Region outline entries:
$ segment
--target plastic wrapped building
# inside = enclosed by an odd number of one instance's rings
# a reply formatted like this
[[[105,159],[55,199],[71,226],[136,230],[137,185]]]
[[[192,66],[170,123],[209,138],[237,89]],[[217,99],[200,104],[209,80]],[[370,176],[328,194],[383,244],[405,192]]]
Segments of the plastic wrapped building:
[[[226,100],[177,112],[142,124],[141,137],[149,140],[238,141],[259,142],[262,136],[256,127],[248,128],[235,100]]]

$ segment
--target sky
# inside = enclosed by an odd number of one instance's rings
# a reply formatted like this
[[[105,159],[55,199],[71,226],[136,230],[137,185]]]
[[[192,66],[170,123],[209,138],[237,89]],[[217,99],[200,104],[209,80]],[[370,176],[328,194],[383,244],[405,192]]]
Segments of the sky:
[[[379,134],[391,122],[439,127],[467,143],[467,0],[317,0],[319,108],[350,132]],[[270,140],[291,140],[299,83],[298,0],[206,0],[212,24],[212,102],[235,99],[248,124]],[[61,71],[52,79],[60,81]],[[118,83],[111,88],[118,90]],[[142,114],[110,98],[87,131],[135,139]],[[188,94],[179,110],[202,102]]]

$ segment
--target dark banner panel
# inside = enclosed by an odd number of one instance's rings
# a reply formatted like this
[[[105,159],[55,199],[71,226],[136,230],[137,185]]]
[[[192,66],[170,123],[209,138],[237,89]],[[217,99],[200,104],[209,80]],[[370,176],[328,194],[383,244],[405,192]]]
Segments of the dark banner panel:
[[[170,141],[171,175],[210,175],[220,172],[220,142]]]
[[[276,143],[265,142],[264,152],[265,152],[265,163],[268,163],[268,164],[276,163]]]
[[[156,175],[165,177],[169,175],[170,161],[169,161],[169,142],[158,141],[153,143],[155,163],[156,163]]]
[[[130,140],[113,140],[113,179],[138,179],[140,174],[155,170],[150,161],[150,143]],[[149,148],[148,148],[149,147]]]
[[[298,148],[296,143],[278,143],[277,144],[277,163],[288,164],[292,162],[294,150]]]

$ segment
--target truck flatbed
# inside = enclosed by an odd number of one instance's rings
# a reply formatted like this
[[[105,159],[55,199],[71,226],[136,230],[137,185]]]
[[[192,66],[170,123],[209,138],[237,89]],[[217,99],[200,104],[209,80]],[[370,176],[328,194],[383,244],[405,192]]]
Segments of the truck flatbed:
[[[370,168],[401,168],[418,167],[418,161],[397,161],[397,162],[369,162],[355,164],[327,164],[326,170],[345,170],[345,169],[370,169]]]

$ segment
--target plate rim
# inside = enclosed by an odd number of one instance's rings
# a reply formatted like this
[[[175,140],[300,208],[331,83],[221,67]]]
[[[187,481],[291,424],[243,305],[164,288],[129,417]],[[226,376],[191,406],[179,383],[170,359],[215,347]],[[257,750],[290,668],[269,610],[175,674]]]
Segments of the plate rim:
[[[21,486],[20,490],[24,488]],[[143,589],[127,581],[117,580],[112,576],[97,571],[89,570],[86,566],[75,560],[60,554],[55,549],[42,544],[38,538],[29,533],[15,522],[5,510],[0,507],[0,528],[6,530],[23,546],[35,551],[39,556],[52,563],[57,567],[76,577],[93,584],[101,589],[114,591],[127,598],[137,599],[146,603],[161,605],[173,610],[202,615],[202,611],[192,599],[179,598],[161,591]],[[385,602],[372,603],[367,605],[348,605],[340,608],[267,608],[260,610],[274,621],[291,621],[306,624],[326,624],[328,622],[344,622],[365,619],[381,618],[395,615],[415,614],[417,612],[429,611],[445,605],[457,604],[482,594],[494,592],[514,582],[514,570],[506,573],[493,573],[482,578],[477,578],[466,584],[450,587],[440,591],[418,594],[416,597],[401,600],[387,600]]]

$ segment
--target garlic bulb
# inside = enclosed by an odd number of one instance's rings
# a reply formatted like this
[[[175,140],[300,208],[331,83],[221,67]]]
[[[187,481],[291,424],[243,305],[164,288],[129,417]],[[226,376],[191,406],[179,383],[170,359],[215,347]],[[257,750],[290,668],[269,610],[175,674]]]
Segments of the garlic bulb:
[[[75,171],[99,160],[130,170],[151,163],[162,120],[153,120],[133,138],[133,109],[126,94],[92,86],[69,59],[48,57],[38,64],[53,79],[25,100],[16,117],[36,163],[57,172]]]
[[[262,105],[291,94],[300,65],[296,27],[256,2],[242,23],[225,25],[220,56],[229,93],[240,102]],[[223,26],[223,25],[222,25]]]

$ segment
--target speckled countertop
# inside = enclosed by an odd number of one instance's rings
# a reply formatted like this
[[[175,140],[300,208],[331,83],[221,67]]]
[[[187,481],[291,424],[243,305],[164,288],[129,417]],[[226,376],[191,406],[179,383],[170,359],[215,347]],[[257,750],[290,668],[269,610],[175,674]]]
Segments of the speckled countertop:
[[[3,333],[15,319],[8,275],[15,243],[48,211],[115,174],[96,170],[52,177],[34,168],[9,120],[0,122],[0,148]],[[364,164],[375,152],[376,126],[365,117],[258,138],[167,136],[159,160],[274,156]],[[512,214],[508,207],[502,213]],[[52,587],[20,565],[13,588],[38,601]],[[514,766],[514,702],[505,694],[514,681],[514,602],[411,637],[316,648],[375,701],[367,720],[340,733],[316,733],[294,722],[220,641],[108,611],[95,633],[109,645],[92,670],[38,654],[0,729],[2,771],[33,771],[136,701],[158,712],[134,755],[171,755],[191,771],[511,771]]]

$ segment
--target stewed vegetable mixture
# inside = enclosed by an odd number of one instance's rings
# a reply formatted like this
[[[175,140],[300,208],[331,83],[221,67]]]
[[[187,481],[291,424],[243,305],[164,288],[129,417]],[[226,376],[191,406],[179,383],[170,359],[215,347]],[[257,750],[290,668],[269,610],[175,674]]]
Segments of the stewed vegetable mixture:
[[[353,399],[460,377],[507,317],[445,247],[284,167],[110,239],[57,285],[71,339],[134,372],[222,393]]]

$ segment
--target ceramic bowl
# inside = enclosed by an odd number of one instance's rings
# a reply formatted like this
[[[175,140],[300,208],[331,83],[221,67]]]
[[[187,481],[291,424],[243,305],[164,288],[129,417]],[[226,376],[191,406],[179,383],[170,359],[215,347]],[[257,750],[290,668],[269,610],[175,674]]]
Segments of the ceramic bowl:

---

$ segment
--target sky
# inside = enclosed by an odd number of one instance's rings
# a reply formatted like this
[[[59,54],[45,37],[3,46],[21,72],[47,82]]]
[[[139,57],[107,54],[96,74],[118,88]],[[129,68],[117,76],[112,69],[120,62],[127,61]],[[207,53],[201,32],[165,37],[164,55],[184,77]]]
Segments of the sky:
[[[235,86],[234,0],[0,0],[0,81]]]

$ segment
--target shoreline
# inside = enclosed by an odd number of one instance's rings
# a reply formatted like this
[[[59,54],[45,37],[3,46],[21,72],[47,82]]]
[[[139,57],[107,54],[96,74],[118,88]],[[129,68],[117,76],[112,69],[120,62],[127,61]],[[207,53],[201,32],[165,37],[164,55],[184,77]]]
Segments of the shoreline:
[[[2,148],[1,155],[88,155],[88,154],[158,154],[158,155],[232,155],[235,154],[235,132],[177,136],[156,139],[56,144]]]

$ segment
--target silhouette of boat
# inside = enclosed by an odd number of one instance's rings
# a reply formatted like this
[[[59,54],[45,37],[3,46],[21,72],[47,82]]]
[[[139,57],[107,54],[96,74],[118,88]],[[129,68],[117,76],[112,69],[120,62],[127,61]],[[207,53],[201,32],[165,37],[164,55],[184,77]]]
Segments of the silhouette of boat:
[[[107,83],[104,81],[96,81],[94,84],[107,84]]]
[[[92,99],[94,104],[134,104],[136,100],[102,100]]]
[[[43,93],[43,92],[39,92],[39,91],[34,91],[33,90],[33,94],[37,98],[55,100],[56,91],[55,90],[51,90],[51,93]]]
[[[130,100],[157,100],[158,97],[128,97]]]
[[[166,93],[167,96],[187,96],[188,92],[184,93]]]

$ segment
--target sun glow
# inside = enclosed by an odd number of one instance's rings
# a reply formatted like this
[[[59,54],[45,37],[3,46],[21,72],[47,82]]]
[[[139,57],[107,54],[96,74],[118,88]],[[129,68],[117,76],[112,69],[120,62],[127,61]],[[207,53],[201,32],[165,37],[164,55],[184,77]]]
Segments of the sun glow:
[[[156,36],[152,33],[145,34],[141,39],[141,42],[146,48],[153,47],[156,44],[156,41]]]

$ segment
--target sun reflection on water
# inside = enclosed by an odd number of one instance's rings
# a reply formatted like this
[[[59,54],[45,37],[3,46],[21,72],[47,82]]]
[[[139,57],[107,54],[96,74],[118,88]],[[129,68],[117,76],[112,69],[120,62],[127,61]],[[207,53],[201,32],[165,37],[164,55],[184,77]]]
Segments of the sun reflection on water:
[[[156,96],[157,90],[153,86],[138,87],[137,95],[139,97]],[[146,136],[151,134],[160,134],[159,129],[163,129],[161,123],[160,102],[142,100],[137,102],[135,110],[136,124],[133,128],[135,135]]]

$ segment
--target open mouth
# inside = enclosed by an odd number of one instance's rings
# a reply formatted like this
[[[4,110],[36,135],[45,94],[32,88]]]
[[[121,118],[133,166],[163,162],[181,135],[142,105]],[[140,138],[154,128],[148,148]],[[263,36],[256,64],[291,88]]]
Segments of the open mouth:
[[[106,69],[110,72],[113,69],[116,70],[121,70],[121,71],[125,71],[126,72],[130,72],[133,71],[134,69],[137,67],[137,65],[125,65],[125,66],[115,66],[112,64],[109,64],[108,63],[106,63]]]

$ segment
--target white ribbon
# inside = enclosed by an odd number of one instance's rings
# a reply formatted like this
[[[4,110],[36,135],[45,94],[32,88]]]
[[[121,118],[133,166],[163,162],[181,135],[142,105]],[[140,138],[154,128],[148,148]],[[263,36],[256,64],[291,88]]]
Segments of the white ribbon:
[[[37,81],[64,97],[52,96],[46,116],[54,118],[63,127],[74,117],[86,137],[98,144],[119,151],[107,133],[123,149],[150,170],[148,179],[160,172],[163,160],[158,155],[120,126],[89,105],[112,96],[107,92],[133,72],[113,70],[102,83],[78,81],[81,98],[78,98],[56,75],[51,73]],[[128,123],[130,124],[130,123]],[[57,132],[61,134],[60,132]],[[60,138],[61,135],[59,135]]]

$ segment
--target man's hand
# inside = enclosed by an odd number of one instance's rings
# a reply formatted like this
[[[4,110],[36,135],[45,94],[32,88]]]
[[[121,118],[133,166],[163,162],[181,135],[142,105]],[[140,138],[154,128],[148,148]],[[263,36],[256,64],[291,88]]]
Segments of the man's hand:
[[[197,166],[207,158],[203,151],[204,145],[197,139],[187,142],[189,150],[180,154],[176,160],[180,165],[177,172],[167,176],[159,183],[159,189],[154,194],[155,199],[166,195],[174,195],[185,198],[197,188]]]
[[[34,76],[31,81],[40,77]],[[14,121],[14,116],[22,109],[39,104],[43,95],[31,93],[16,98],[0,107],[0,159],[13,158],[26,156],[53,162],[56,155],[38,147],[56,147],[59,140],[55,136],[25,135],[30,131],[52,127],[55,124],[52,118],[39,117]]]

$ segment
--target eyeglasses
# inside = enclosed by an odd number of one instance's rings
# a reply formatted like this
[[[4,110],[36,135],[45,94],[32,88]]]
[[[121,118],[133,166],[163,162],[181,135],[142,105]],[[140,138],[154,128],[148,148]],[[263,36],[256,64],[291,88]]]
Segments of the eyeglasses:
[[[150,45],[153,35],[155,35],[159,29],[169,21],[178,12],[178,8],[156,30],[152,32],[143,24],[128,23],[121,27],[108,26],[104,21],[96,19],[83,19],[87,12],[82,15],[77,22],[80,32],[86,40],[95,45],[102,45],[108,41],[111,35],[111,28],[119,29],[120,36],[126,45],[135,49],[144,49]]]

**The exercise**
Extract every line of the data that contains the string "open", treating uppercase and lowercase as different.

**Completed exercise**
--target open mouth
Segments of the open mouth:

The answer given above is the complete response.